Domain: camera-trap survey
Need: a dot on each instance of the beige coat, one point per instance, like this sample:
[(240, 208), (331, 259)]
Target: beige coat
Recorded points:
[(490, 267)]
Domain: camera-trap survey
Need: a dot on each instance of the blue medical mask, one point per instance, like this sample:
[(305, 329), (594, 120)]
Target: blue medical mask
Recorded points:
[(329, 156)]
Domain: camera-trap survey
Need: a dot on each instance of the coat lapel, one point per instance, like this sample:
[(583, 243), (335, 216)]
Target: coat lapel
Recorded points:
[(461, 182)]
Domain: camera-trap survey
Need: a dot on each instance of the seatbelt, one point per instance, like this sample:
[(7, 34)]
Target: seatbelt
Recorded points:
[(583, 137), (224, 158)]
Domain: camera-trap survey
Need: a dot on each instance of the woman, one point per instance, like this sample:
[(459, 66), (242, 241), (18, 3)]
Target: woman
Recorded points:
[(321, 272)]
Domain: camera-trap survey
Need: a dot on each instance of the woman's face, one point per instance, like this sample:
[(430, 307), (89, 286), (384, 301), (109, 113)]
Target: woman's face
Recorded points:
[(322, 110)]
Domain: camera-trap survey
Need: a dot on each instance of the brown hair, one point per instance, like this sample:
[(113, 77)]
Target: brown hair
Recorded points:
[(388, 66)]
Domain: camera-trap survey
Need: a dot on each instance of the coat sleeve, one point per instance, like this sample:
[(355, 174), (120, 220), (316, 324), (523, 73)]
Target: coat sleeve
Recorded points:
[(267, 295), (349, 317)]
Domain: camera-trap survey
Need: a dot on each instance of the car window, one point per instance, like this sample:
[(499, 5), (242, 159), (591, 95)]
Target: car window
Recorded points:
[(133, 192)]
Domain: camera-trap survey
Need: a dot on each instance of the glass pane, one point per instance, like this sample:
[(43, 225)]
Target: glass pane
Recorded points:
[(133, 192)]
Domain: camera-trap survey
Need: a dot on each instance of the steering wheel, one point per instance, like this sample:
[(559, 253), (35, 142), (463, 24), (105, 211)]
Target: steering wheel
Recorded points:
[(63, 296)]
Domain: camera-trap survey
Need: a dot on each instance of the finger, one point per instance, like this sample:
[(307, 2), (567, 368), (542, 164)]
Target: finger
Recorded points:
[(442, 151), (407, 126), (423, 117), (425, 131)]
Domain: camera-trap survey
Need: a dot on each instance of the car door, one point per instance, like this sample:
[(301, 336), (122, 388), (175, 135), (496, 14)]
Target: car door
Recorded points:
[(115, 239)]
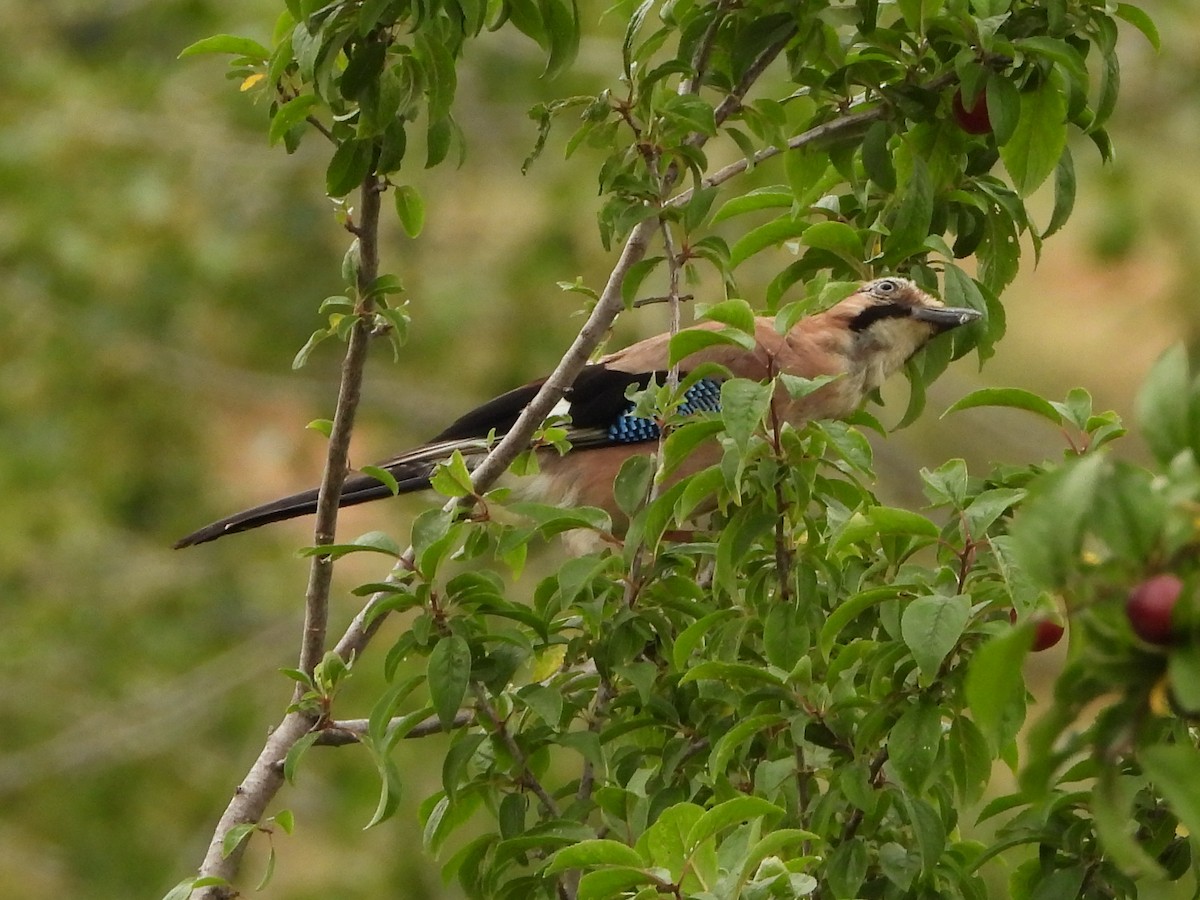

┄┄┄┄┄┄┄┄┄┄

Exercise details
Based on the entries above, give the number of lines with the string "wheel" and no further text.

Finished task
2